| 文書本文 |
====

左端から見れば全部右寄り Part-4
8.女系天皇と女性天皇
令和になって二年半が過ぎました。
新しい天皇陛下もすっかり板についた、なんて書くといかにも不敬ですが、やはり即位されてからしばらくは『天皇陛下』と聞けば現在の上皇陛下が浮かんだものです、でもこの頃ではすっかりそんなこともなくなりました。
今上陛下は英語も堪能でいらっしゃいますし豊かな国際経験もおありですので、今の時代に相応しい(この言葉もなにか不敬な感じがしますけれど、他にぴったりな言葉が浮かばないもので)天皇陛下だと思います。
皇后陛下もまたお見事です。
後出しじゃんけんみたいですが、ご成婚の時、皇室はとてつもない才能を得られた、と思い、ご病気などで色々言われていた時も、いわゆる役不足なんじゃないかと思ってました。

====

| 取り組む問題 |
(1) 上の本文を、「新しい天皇陛下もすっかり板に」を含む語句から始めて「んじゃないかと思ってました。」で終わるところまで、一字も変えずに書き写してください。
(2) 下の記録で「In each <instance>」を含む行から「497L174 451L0 429L6」を含む行までの範囲だけを、「rough mask」を「coarse mask」に置き換えて書き直してください。ほかの部分はそのままにしてください。

| 入力データ |
====

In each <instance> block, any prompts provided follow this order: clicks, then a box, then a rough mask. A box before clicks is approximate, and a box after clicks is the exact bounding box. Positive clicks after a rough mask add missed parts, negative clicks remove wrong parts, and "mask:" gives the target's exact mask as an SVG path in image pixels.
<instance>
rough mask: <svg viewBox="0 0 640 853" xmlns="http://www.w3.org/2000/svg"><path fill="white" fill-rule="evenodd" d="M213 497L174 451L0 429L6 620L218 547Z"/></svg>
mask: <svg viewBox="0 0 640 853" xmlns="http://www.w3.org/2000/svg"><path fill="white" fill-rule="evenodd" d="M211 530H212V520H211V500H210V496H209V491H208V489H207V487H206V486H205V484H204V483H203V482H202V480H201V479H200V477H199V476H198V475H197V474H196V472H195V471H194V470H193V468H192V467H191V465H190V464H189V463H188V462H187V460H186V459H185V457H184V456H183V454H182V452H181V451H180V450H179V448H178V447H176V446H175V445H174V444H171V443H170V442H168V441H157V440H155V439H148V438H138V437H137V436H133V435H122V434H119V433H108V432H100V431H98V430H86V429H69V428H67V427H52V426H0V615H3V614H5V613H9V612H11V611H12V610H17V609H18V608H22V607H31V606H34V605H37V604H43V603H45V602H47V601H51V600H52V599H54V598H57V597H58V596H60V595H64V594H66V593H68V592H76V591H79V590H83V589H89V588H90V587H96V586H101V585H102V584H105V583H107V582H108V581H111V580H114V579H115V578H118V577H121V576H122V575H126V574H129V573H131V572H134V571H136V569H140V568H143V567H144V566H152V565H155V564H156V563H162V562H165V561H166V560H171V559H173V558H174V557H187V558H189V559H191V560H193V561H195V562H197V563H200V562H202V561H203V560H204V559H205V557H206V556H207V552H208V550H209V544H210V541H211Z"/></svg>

====

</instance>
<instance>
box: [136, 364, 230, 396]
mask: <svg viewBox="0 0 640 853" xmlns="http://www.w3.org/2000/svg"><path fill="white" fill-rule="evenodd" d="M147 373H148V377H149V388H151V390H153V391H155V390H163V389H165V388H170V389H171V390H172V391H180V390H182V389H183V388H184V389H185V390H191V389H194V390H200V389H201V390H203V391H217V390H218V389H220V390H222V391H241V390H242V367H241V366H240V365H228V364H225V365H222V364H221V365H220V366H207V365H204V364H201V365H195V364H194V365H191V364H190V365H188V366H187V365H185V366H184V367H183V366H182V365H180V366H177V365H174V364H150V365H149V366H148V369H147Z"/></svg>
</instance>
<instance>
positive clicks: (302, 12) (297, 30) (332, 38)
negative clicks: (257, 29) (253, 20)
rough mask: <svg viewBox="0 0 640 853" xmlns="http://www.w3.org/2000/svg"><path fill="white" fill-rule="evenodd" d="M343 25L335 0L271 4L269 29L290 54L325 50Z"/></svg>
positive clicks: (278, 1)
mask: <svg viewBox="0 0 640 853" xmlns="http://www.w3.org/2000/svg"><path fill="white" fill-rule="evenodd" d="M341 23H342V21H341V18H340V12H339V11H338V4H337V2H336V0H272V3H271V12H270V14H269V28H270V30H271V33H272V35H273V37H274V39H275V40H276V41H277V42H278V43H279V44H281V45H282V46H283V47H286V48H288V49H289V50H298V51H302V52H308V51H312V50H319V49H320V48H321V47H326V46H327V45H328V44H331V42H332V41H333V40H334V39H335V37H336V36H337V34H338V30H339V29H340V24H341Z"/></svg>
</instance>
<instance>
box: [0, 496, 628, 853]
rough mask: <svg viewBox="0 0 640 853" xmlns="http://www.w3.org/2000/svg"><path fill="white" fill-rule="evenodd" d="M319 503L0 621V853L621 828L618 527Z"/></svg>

====

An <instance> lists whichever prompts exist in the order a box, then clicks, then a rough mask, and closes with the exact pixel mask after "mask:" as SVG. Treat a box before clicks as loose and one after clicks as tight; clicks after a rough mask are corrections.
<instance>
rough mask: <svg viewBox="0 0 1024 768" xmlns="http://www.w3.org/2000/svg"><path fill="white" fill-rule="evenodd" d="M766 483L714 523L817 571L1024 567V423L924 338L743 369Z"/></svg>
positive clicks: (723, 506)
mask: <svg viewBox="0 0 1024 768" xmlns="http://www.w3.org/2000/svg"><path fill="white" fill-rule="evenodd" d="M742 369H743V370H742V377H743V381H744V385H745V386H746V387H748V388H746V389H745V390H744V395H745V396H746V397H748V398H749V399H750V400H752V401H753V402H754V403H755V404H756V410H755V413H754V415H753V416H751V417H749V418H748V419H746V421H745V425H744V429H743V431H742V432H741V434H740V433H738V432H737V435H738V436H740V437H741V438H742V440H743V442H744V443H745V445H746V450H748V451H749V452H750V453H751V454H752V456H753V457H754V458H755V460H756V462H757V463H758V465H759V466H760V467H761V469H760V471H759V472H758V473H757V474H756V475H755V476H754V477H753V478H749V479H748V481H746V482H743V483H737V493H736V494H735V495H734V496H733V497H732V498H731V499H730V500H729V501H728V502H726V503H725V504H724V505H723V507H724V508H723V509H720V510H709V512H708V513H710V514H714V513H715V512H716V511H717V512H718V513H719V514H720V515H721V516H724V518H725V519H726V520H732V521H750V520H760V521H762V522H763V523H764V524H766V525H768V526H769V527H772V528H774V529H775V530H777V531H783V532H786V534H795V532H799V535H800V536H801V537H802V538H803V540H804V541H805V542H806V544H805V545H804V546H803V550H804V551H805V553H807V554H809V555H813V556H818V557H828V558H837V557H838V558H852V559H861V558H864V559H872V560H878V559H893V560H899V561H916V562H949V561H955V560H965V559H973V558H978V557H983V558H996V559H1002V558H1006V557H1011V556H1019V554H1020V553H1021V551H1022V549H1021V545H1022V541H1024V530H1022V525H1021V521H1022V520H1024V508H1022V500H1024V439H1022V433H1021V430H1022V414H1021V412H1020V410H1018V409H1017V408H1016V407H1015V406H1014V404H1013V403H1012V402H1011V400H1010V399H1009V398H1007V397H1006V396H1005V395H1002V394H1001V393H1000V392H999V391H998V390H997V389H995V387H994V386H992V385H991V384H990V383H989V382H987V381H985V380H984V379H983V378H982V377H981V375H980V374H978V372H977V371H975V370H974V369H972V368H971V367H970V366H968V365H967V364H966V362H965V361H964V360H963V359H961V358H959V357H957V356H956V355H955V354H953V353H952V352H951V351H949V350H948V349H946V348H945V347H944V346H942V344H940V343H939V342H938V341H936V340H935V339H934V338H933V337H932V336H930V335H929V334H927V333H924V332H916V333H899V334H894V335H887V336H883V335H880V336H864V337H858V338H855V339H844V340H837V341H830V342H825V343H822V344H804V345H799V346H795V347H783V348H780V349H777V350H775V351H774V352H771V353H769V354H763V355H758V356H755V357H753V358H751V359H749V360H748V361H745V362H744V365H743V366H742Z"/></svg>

====

| 演習の結果 |
(1)
新しい天皇陛下もすっかり板についた、なんて書くといかにも不敬ですが、やはり即位されてからしばらくは『天皇陛下』と聞けば現在の上皇陛下が浮かんだものです、でもこの頃ではすっかりそんなこともなくなりました。
今上陛下は英語も堪能でいらっしゃいますし豊かな国際経験もおありですので、今の時代に相応しい(この言葉もなにか不敬な感じがしますけれど、他にぴったりな言葉が浮かばないもので)天皇陛下だと思います。
皇后陛下もまたお見事です。
後出しじゃんけんみたいですが、ご成婚の時、皇室はとてつもない才能を得られた、と思い、ご病気などで色々言われていた時も、いわゆる役不足なんじゃないかと思ってました。

(2)
In each <instance> block, any prompts provided follow this order: clicks, then a box, then a coarse mask. A box before clicks is approximate, and a box after clicks is the exact bounding box. Positive clicks after a coarse mask add missed parts, negative clicks remove wrong parts, and "mask:" gives the target's exact mask as an SVG path in image pixels.
<instance>
coarse mask: <svg viewBox="0 0 640 853" xmlns="http://www.w3.org/2000/svg"><path fill="white" fill-rule="evenodd" d="M213 497L174 451L0 429L6 620L218 547Z"/></svg>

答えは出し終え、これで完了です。